• **Your assignment**
Quote verbatim the span of lines that begins the listing below and closes with the line containing "box: [338, 215, 355, 293]".
┌──
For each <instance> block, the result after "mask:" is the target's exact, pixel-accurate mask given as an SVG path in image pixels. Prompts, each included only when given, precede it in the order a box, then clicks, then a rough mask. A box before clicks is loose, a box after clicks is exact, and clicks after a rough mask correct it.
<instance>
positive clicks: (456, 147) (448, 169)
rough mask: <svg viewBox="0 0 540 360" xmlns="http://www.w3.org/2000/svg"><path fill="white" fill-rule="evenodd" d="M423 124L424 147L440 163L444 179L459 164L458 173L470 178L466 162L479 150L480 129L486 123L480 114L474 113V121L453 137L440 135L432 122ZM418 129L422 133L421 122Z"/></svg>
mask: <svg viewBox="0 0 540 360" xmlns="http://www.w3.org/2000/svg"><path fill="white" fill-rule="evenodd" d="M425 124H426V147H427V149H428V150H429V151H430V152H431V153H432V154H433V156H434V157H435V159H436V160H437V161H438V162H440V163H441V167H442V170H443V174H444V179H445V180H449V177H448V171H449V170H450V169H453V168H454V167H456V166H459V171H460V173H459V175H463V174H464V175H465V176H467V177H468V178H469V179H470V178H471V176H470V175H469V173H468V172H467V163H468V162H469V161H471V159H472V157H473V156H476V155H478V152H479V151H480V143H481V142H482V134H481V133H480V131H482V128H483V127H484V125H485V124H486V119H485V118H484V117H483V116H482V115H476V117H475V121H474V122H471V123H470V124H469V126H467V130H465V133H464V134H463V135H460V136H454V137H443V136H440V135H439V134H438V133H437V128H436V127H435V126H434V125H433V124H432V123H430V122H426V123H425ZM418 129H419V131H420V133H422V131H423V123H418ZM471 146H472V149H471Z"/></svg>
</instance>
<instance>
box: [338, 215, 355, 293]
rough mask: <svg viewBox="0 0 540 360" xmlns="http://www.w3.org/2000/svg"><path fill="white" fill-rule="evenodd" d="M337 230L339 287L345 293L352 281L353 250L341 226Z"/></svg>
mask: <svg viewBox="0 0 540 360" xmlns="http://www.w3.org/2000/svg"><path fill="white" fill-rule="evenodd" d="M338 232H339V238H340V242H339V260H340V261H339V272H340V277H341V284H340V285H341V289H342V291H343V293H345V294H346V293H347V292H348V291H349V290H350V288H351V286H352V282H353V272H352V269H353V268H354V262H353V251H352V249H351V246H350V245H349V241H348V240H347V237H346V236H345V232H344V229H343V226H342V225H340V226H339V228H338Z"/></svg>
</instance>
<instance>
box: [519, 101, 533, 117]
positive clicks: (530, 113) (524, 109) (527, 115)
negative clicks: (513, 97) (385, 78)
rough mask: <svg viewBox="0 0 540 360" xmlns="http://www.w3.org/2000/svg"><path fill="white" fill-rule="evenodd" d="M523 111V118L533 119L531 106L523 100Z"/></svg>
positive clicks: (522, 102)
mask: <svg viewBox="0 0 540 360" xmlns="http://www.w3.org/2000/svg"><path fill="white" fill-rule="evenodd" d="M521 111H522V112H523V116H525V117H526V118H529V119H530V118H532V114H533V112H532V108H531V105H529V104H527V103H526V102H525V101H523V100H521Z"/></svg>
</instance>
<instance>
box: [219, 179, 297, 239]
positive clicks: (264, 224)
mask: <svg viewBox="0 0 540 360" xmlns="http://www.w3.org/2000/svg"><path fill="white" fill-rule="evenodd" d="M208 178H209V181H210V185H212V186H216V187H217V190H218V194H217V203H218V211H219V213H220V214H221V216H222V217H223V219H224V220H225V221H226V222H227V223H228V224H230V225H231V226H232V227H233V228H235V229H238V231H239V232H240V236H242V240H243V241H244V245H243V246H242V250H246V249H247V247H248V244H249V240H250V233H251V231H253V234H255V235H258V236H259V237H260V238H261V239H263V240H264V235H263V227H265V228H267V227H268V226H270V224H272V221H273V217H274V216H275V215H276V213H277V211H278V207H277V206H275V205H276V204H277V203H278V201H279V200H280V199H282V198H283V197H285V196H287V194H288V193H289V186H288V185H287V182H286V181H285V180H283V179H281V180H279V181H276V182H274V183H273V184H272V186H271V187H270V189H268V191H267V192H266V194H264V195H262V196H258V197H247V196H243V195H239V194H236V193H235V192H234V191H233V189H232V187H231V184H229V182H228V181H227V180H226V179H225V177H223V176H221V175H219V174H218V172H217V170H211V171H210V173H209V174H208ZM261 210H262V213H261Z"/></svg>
└──
• **Task output**
For each <instance> block, the result after "mask:" is the target's exact, pixel-accurate mask given as an SVG path in image pixels. Prompts, each included only when given, precede it in the order a box, then clicks, then a rough mask. A box before clicks is loose, a box after clicks is exact, and clicks after a rough mask correct it.
<instance>
positive clicks: (456, 147) (448, 169)
rough mask: <svg viewBox="0 0 540 360" xmlns="http://www.w3.org/2000/svg"><path fill="white" fill-rule="evenodd" d="M423 124L424 147L440 163L444 179L459 164L458 173L470 178L466 162L479 150L480 129L486 123L480 114L474 113V121L453 137L440 135L432 122ZM418 129L422 133L421 122Z"/></svg>
mask: <svg viewBox="0 0 540 360" xmlns="http://www.w3.org/2000/svg"><path fill="white" fill-rule="evenodd" d="M425 124H426V147H427V149H428V150H429V151H430V152H431V153H432V154H433V156H434V157H435V159H436V160H437V161H438V162H440V163H441V167H442V170H443V174H444V179H445V180H449V177H448V171H449V170H450V169H453V168H454V167H456V166H459V171H460V173H459V175H463V174H464V175H465V176H467V177H468V178H469V179H470V178H471V176H470V175H469V173H468V172H467V163H468V162H469V161H471V159H472V157H473V156H476V155H478V152H479V151H480V143H481V142H482V134H481V133H480V131H482V128H483V127H484V125H485V124H486V119H485V118H484V117H483V116H482V115H476V117H475V121H474V122H471V123H470V124H469V126H467V130H465V133H464V134H463V135H460V136H454V137H443V136H440V135H439V134H438V133H437V128H436V127H435V126H434V125H433V124H432V123H430V122H426V123H425ZM418 129H419V131H420V133H422V131H423V123H418ZM471 146H472V149H471Z"/></svg>
</instance>
<instance>
box: [338, 215, 355, 293]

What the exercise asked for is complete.